À l'Olympique de Marseille, avant Skoblar, avant Papin, il y a eu Andersson. Gunnar Andersson. Un attaquant suédois dont la vie n'a pas besoin d'être romancée tant elle fut riche en rebondissements. Où les histoires d'amateurisme marron, de kidnapping, de désertion et d'alcoolisme ne sont liés que par une seule et même chose : des buts. Beaucoup de buts.

1950. Sur les écrans français sort Orphée, l’adaptation du fameux mythe grec éponyme par Jean Cocteau, dans lequel Jean Marais, François Périer et Maria Casarès se partagent l’affiche. Sur d’autres carrés géants, verts cette fois-ci, une autre troupe fait rêver la France : le Stade de Reims. Vainqueur de son premier championnat de France l’année précédente, les hommes d’Albert Batteux s’apprêtent à dominer de la tête et des épaules la Division 1 des fifties. Voire un peu plus. Mais le vrai mythe d’Orphée se joue un peu plus bas, du côté des Bouches-du-Rhône. Malgré un titre glané en 1948, l’Olympique de Marseille est à l’époque prisonnier des enfers du bas du classement, et le joueur de lyre qui doit l’aider à s’en extirper porte un nom : Gunnar Andersson. Un attaquant suédois débarqué dans l’anonymat le plus complet à l’hiver 1951, très vite adopté par le public du Vélodrome qui lui trouve un surnom : « Monsieur 50% » , pour sa faculté à marquer plus de la moitié des buts de l’OM chaque saison. En tout et pour tout, Gunnar Andersson inscrira la bagatelle de 169 buts en 220 matchs avec la liquette ciel et blanc sur le dos. Comme le symbole de la fuite en avant d’un homme qui n’avait pour seule origine que la peur de tout perdre s’il venait à se retourner.

Désertion de poste et désertion tout court

Gunnar Andersson voit le jour en 1928 du côté de Säffle, petite ville de Suède suspendue au lac de Vänern. Une origine qui lui vaudra un surnom, « Gunnar de Säffle » , parce qu’il était trop difficile de différencier tous les Gunnar présents dans sa classe. Dès ses premières années de vie, l’attaquant suédois se distingue déjà des autres tout en restant en quelque sorte dans la masse. Les prémices d’un leitmotiv de vie. Plus tard, Andersson fait le bonheur des équipes de jeunes, puis de l’équipe première du IFK Åmål dans lesquelles il enchaîne les pions à un rythme effréné. Au point d’attirer les recruteurs du grand club suédois IFK Götebörg, qui lui offre un contrat à 21 ans dans l’idée de remplacer un autre Gunnar, Gren, parti faire des acronymes du côté du Milan AC. À l’époque, le football suédois n’est pas encore professionnel. Alors, le club lui dégote un poste de plombier à la Compagnie des chemins de fer suédois, tout en arrondissant les fins de mois grâce à ses primes de match de 25 couronnes, tandis que celles des autres joueurs atteignent les 15 couronnes.

______

- **Objectifs**:
1. Quels clubs de football le texte sur Gunnar Andersson cite-t-il ? Donnez-les tous.
2. Pouvez-vous résumer sous forme de liste le paragraphe du texte sur Gunnar Andersson qui commence par « Gunnar Andersson voit le jour en 1928 », sans perdre ses faits principaux ?
3. Répondez à ces questions d'après le texte sur Gunnar Andersson :
(a) Combien de buts a-t-il inscrits avec l'OM, et en combien de matchs ?
(b) En quelle année est-il né ?
(c) À combien s'élevaient ses primes de match à l'IFK Götebörg ?
Appuyez-vous uniquement sur le texte.

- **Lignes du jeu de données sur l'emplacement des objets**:
______

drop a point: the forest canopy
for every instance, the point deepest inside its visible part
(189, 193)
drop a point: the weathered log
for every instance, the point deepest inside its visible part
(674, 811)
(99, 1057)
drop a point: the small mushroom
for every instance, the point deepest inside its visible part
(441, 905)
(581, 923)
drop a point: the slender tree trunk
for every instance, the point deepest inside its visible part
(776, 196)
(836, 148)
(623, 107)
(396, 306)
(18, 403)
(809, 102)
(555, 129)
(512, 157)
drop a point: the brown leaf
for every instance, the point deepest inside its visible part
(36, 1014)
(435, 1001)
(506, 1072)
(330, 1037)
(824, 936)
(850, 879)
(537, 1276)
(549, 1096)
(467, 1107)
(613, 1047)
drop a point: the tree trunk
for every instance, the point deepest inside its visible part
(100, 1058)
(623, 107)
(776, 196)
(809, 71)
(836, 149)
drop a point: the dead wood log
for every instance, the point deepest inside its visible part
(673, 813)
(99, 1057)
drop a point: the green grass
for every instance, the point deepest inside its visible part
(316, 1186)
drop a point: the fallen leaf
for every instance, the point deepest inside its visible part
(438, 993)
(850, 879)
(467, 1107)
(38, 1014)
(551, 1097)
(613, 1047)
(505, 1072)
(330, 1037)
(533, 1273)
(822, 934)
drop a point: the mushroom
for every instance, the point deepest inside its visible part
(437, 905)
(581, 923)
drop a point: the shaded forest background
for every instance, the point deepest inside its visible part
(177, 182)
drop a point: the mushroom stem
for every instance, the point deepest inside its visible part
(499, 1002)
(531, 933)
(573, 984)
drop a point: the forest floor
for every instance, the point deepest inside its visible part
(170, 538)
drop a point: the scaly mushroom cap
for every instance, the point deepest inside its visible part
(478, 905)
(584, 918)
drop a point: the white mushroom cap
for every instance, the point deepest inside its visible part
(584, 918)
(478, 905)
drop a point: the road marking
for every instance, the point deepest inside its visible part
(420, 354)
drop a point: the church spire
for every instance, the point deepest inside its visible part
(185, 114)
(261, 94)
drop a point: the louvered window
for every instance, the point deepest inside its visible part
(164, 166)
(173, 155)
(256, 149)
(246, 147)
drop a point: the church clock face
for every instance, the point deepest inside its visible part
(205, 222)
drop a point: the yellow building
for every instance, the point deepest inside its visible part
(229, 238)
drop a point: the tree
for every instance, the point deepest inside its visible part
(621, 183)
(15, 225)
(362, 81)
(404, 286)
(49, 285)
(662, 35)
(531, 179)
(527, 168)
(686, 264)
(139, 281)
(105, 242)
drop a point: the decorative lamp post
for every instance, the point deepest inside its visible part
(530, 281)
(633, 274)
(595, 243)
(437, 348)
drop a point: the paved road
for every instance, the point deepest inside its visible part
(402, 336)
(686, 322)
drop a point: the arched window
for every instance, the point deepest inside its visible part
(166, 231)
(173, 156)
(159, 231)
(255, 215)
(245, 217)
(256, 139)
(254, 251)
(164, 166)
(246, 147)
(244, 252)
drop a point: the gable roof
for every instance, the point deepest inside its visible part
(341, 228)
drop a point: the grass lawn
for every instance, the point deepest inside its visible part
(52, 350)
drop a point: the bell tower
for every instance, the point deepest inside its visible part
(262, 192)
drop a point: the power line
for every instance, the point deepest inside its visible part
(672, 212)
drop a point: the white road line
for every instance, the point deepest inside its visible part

______

- **Corrigés**:
1.
- Olympique de Marseille
- Stade de Reims
- IFK Åmål
- IFK Götebörg
- Milan AC

2.
- Né en 1928 à Säffle, petite ville de Suède au bord du lac de Vänern, il y gagne le surnom de « Gunnar de Säffle », qui sert à le distinguer des autres Gunnar de sa classe.
- Il marque à un rythme effréné dans les équipes de jeunes, puis dans l'équipe première de l'IFK Åmål.
- À 21 ans, l'IFK Götebörg lui offre un contrat pour remplacer Gunnar Gren, parti au Milan AC.
- Le football suédois n'étant pas professionnel, le club lui trouve un poste de plombier à la Compagnie des chemins de fer suédois.
- Ses primes de match s'élèvent à 25 couronnes, contre 15 pour les autres joueurs.

3.
(a) 169 buts en 220 matchs.
(b) En 1928.
(c) 25 couronnes.